**WHAT TO DO**
Reproduce the part of the IVF comment thread from "Eeeew to the" to "myself that excuse.".

**PASSAGE TO READ**

It's very early yet. Please try not to worry about what might and might not be until at least the next IVF cycle.

I know what you mean by one treatment leading to another etc. I'd never have thought I'd have been in this position, just wouldn't have believed I'd be this driven (or desperate) but here I am. I think the donor egg issue may be like this. Let it filter through your mind but you'll only know how you feel if/when you actually get there, hopefully that'll never happen. If it does you'll deal with it. I know you will.

I'm still sorry you're having to deal with all this,

Samantha said...

I completely agree with you about the treatments being free-fall. My very first IVF was a converted timed intercourse with injectibles. I'm still a little pissed that my RE never mentioned that as a possibility, because suddenly I had to make this important decision in a matter of two days.

The donor egg has come up for me too. Like Orenstein, it was something I would have never considered, and was talking to my husband about how I wouldn't consider it, and suddenly, I was considering it!

Sunny said...

WOW to great thoughts! You know when you first begin the journey you have goals and also things on your "I will never do" list. One by one different things are checked off the list as failure. You are left with rethinking.

You made me think!

The Town Criers said...

Eeeew to the RE. He sounds a bit like my old OB who gave us many wonderful catchphrases that we still use today when we need a good laugh...

I think the free-fall description captures it. And how we keep moving to consider new things. And I think sometimes it's self-preservation as we still strive to be a parent. And sometimes it's simply because you get past the knee-jerk reaction and read more and consider the possibility. At least, I'm giving myself that excuse.

Wishing you a good trip!

Bea said...

Whoa! What a consult.

I love your answer to the second question. I do find myself chasing stories of how *what I'm doing right now* worked for so-and-so, as if that's going to make a difference to me.

I also laughed at "Hanging Out With Daisy".

Bea

Sticky Bun said...

First--can you tell how you got your tracker? All the ones I've found are so busy, but I like the idea of tracking our progress...

Second, 6 embryos is ridiculous. And insensitive and dismissive.

Argh.

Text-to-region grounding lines
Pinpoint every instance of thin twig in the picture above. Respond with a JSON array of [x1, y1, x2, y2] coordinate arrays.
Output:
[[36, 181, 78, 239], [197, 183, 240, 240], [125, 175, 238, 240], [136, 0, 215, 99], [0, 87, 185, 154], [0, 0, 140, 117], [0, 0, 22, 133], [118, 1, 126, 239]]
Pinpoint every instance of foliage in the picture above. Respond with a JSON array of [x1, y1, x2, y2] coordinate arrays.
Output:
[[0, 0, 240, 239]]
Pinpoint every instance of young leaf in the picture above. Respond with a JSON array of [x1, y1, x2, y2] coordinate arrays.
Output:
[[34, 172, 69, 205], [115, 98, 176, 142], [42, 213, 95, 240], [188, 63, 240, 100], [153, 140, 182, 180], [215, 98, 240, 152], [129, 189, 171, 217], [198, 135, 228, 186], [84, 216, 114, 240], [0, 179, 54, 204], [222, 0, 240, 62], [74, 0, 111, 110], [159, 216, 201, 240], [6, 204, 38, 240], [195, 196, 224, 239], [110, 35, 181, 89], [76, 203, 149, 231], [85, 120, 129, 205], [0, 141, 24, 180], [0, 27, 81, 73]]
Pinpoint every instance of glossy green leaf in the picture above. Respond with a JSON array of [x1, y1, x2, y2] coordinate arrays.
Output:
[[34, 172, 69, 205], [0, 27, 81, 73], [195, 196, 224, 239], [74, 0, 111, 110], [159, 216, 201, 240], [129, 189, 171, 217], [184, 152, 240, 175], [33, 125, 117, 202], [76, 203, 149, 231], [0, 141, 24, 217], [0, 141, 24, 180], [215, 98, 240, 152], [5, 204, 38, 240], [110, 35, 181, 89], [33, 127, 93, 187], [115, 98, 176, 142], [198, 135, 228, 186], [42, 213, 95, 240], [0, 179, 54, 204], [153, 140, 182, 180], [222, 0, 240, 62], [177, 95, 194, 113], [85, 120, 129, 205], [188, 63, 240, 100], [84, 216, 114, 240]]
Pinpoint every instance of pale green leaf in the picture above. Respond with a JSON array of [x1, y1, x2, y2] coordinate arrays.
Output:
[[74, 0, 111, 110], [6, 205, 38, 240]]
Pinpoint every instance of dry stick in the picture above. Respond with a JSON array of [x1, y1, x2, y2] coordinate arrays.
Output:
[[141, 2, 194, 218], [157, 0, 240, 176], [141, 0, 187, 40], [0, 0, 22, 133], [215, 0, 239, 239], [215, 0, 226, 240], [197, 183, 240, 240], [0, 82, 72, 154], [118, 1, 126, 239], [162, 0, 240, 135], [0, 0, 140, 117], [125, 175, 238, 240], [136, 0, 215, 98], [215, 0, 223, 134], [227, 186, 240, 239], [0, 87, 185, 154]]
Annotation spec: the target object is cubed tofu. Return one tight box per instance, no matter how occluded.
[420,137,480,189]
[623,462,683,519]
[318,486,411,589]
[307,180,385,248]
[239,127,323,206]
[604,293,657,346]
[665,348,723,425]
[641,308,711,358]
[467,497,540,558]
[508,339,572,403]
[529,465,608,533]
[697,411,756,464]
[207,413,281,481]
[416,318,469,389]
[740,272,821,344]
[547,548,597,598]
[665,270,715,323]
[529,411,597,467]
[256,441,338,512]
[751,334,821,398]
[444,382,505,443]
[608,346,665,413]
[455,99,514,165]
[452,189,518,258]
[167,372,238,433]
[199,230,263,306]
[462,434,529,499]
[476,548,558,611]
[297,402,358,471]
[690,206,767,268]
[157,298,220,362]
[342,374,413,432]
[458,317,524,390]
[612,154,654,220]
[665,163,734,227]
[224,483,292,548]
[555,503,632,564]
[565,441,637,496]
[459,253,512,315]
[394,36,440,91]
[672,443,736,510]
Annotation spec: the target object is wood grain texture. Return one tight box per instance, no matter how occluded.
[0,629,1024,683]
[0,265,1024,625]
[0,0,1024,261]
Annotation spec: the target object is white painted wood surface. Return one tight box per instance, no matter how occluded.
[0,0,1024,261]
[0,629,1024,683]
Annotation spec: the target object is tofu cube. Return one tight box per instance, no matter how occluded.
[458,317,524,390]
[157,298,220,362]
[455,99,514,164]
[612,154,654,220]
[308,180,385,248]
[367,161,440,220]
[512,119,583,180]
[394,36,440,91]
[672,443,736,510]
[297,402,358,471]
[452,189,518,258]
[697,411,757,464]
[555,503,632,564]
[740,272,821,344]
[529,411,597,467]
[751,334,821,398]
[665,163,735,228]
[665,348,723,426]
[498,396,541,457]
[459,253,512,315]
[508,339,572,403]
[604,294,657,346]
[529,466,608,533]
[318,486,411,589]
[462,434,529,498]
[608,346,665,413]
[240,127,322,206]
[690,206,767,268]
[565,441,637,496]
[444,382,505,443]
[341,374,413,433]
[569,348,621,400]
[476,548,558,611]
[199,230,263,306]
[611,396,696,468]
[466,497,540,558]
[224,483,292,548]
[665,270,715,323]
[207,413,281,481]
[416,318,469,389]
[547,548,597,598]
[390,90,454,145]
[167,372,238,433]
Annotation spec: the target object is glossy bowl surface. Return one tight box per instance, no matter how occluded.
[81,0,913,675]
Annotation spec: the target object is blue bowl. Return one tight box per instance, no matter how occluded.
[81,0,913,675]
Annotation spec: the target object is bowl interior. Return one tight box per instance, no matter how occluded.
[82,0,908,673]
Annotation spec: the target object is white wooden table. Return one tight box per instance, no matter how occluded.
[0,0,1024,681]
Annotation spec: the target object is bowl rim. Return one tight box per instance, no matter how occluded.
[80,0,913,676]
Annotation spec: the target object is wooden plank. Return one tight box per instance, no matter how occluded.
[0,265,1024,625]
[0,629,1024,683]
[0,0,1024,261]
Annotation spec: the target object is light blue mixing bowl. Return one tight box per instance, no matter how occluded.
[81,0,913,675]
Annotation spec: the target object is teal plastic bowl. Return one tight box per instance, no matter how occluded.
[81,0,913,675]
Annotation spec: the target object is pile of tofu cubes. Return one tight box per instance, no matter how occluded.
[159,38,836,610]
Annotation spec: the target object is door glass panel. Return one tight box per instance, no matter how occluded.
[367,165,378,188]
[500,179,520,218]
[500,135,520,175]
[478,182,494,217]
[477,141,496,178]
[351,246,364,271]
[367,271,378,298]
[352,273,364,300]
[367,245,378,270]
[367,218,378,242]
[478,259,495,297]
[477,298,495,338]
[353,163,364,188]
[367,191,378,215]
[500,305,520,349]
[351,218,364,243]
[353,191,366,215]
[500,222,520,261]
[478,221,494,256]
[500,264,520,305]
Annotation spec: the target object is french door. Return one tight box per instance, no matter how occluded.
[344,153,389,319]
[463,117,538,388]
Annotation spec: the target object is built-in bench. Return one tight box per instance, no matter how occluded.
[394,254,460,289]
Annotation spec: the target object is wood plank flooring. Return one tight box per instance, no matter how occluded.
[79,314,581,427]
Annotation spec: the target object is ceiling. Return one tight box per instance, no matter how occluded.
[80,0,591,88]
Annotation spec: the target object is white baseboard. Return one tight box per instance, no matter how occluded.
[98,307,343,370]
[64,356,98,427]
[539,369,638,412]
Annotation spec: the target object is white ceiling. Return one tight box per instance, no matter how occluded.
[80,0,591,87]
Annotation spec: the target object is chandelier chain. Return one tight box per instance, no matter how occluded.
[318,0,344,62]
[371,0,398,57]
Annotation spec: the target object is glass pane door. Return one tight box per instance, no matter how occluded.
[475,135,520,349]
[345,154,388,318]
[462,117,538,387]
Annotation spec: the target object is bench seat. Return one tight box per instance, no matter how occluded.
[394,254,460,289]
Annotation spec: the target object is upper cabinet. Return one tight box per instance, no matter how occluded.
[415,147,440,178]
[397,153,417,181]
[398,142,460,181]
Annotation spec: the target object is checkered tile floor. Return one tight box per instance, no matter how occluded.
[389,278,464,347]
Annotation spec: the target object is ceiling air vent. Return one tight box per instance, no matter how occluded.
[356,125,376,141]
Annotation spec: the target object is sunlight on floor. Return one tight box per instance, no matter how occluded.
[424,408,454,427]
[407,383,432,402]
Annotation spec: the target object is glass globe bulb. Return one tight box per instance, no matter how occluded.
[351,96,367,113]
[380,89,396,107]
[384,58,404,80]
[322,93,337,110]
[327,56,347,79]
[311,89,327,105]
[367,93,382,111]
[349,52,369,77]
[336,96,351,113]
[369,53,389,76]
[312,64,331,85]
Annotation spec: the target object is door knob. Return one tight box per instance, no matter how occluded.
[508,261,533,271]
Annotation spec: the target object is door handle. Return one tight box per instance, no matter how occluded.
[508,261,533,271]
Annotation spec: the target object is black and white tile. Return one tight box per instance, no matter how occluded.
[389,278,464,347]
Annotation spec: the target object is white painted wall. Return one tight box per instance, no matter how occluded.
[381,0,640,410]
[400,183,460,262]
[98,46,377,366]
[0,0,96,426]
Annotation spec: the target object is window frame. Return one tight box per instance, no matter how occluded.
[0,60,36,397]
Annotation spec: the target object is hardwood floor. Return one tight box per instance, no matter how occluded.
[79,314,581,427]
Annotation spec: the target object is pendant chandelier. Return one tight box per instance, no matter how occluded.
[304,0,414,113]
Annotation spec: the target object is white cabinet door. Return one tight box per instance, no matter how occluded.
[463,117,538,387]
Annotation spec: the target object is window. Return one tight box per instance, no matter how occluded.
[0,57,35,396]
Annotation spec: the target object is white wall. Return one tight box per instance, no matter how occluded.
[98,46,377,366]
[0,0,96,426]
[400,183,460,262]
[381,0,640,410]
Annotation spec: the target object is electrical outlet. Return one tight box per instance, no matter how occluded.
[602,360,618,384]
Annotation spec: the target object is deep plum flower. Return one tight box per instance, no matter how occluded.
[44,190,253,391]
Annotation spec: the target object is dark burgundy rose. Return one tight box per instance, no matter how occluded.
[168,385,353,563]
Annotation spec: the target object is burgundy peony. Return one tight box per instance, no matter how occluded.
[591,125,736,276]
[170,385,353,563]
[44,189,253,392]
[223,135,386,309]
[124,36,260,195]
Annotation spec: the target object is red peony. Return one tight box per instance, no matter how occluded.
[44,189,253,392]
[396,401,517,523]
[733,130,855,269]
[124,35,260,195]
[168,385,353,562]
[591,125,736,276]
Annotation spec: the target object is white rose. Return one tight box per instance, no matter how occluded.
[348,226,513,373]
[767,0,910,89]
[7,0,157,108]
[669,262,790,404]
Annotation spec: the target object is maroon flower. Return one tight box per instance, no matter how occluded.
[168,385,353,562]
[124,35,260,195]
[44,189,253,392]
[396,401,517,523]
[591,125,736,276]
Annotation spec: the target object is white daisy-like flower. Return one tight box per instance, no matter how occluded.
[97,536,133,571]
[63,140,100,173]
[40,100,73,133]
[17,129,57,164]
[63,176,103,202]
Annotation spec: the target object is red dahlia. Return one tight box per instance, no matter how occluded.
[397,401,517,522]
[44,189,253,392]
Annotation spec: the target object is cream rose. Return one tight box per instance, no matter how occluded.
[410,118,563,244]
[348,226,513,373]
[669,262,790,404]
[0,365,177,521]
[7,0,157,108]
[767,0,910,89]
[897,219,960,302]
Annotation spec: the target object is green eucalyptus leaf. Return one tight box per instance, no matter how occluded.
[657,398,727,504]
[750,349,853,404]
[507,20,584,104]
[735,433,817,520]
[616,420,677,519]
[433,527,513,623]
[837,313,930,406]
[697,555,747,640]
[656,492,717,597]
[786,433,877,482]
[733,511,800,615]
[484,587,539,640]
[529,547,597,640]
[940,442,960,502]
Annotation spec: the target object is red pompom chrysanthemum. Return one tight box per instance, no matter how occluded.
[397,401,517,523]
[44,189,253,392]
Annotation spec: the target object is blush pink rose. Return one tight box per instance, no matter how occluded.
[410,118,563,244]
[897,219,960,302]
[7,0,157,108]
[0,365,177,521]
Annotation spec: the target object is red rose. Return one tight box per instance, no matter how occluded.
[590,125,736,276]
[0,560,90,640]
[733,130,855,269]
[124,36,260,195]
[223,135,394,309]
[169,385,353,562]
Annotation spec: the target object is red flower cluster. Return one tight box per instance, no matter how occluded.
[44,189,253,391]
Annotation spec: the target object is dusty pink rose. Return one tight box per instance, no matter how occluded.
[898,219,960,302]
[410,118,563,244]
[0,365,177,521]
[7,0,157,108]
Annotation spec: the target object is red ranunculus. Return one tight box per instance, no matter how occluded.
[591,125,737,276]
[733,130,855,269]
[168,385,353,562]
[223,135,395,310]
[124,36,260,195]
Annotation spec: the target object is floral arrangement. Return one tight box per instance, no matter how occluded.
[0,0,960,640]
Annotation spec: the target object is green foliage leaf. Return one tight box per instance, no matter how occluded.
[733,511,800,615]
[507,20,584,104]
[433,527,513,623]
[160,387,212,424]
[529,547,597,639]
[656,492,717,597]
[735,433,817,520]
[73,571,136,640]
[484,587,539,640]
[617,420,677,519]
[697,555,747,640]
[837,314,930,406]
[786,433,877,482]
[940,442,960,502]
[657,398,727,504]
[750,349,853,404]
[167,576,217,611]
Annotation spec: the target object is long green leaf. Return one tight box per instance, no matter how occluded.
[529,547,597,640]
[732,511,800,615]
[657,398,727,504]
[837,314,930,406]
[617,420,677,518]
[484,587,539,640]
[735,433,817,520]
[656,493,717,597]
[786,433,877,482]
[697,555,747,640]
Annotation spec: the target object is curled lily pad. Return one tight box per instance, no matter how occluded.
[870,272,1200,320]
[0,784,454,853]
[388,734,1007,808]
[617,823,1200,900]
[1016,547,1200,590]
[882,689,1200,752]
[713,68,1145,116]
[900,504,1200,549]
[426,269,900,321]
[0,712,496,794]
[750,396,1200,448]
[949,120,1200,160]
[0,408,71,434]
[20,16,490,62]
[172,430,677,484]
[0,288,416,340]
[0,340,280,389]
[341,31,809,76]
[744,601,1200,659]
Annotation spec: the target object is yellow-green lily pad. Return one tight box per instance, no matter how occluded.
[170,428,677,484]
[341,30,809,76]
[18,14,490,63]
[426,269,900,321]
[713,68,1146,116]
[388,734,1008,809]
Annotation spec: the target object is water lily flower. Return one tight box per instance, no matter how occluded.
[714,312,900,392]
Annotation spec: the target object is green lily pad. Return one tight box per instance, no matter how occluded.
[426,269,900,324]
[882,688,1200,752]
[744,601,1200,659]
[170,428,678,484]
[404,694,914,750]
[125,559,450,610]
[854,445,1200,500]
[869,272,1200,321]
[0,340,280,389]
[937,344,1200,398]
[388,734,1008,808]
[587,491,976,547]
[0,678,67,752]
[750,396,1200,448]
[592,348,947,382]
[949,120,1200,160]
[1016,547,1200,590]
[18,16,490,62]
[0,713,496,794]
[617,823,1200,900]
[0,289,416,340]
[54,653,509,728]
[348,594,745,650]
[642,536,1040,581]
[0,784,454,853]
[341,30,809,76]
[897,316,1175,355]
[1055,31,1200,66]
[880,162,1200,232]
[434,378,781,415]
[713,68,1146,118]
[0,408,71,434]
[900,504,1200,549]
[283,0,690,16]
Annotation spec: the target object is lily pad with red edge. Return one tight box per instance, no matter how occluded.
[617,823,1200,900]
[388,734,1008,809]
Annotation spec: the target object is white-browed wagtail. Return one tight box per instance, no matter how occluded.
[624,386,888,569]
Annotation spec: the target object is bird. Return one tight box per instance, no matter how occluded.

**ANSWER SECTION**
Eeeew to the RE. He sounds a bit like my old OB who gave us many wonderful catchphrases that we still use today when we need a good laugh...

I think the free-fall description captures it. And how we keep moving to consider new things. And I think sometimes it's self-preservation as we still strive to be a parent. And sometimes it's simply because you get past the knee-jerk reaction and read more and consider the possibility. At least, I'm giving myself that excuse.